[Start]

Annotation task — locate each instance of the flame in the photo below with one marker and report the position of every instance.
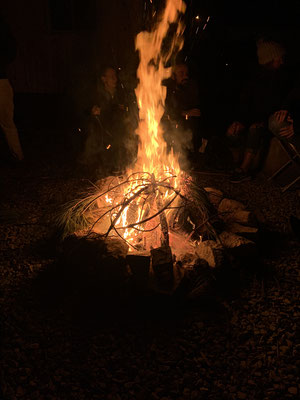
(129, 203)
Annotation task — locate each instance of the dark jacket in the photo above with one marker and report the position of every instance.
(8, 48)
(264, 94)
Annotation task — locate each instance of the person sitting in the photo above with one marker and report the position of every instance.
(108, 126)
(7, 125)
(183, 111)
(262, 100)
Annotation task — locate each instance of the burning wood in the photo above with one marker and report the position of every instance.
(140, 207)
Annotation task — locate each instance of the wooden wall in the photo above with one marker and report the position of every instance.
(48, 61)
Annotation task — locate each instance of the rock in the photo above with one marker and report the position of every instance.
(215, 196)
(249, 232)
(90, 261)
(211, 252)
(116, 247)
(229, 206)
(139, 264)
(234, 211)
(238, 245)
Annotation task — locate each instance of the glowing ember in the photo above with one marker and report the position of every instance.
(141, 207)
(152, 184)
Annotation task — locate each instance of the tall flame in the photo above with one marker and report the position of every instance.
(140, 203)
(151, 94)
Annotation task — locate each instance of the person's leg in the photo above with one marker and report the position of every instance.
(254, 140)
(6, 119)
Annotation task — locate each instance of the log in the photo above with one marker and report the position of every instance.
(212, 252)
(162, 267)
(237, 245)
(215, 196)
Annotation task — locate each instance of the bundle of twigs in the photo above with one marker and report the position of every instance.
(143, 188)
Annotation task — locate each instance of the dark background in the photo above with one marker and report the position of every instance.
(63, 43)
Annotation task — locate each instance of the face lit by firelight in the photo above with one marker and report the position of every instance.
(181, 74)
(109, 79)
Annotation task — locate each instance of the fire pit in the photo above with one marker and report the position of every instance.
(155, 212)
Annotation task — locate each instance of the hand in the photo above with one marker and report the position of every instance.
(287, 132)
(281, 115)
(235, 129)
(95, 110)
(193, 112)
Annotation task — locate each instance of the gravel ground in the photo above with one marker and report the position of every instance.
(240, 345)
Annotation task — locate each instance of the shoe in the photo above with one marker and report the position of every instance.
(239, 176)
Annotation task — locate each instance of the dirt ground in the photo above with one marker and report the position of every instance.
(243, 344)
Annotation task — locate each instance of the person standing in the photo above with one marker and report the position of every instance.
(7, 55)
(263, 100)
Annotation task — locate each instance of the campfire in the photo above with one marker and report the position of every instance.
(155, 208)
(143, 208)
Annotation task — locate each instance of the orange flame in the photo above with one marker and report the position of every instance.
(154, 163)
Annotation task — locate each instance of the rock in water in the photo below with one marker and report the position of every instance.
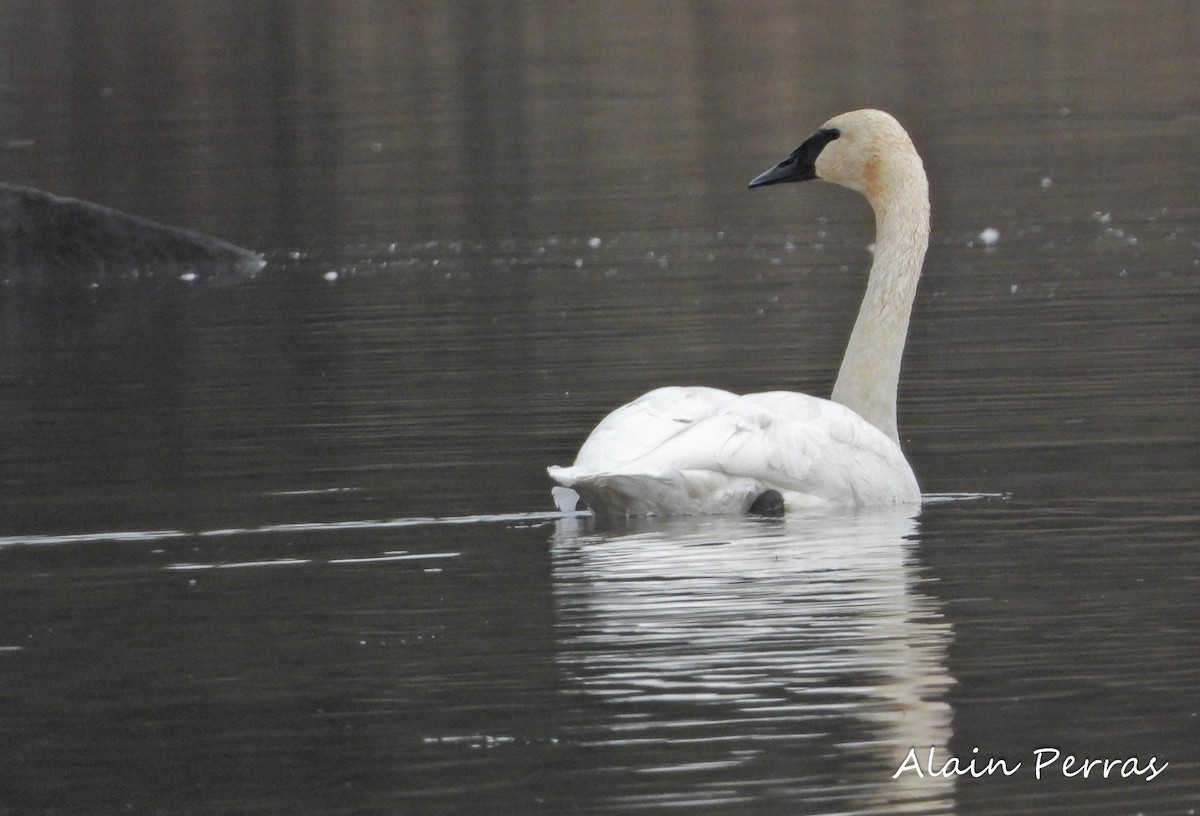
(64, 243)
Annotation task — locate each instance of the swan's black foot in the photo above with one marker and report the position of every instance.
(769, 503)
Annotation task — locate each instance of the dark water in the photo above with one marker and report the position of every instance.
(286, 546)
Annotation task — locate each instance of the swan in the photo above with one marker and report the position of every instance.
(691, 450)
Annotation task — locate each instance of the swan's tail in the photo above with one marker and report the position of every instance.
(675, 492)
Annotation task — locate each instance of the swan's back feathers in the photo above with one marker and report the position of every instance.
(715, 453)
(646, 424)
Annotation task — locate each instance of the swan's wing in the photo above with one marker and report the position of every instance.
(646, 424)
(815, 451)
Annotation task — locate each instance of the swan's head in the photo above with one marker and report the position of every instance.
(861, 150)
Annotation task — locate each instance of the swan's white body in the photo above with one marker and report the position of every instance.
(701, 450)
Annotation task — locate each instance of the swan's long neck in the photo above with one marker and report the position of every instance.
(870, 371)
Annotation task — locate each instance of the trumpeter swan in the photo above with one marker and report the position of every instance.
(702, 450)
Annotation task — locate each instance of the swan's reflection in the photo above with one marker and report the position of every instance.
(755, 663)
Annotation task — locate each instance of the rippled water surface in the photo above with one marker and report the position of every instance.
(286, 545)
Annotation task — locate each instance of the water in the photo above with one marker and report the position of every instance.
(287, 545)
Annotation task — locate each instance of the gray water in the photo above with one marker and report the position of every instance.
(286, 546)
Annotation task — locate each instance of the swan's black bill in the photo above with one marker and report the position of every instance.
(769, 504)
(802, 165)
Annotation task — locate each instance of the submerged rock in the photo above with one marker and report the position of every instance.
(65, 243)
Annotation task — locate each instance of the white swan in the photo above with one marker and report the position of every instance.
(702, 450)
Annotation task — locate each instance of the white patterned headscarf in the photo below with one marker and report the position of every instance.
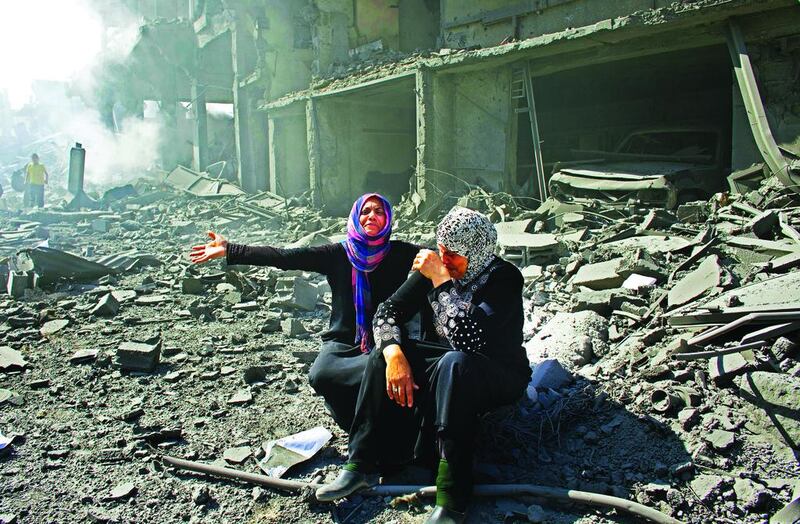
(471, 235)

[End]

### SET TASK
Rewrite the records as a numbered list, from the line that contains "Annotation task — locate each instance of the swan's reflection" through the last line of the records, skipping any blank lines. Do not include the pictures in your answer.

### WRITTEN RESPONSE
1. Annotation task — locate each instance of the swan's reflection in the photo above with one marker and report the position of every instance.
2. (755, 663)
3. Annotation task — locate each instance of the rippled water surface in the photo above with one marker and report the position of every instance.
4. (286, 545)
5. Annotation task — locate each instance of the water in the photo above with one marker and report the position of every instance.
6. (287, 545)
7. Annotation task — locate each instance of the gray water in the photo above with one marker and report the position of every instance.
8. (286, 546)
9. Annotation task — locate each instance of the swan's black bill in the photo above with one marker and report the position of every instance.
10. (769, 504)
11. (802, 165)
12. Annotation task — locate each instance of the submerged rock in the photo above with one marker and report the position of every instance.
13. (65, 243)
14. Annotation task — locate each instance of the white swan in the photo above with one marker and report the position of every instance.
15. (702, 450)
16. Annotation task — locate each instance of the white patterned headscarf in the photo below with one marker and report the position of every instance.
17. (471, 235)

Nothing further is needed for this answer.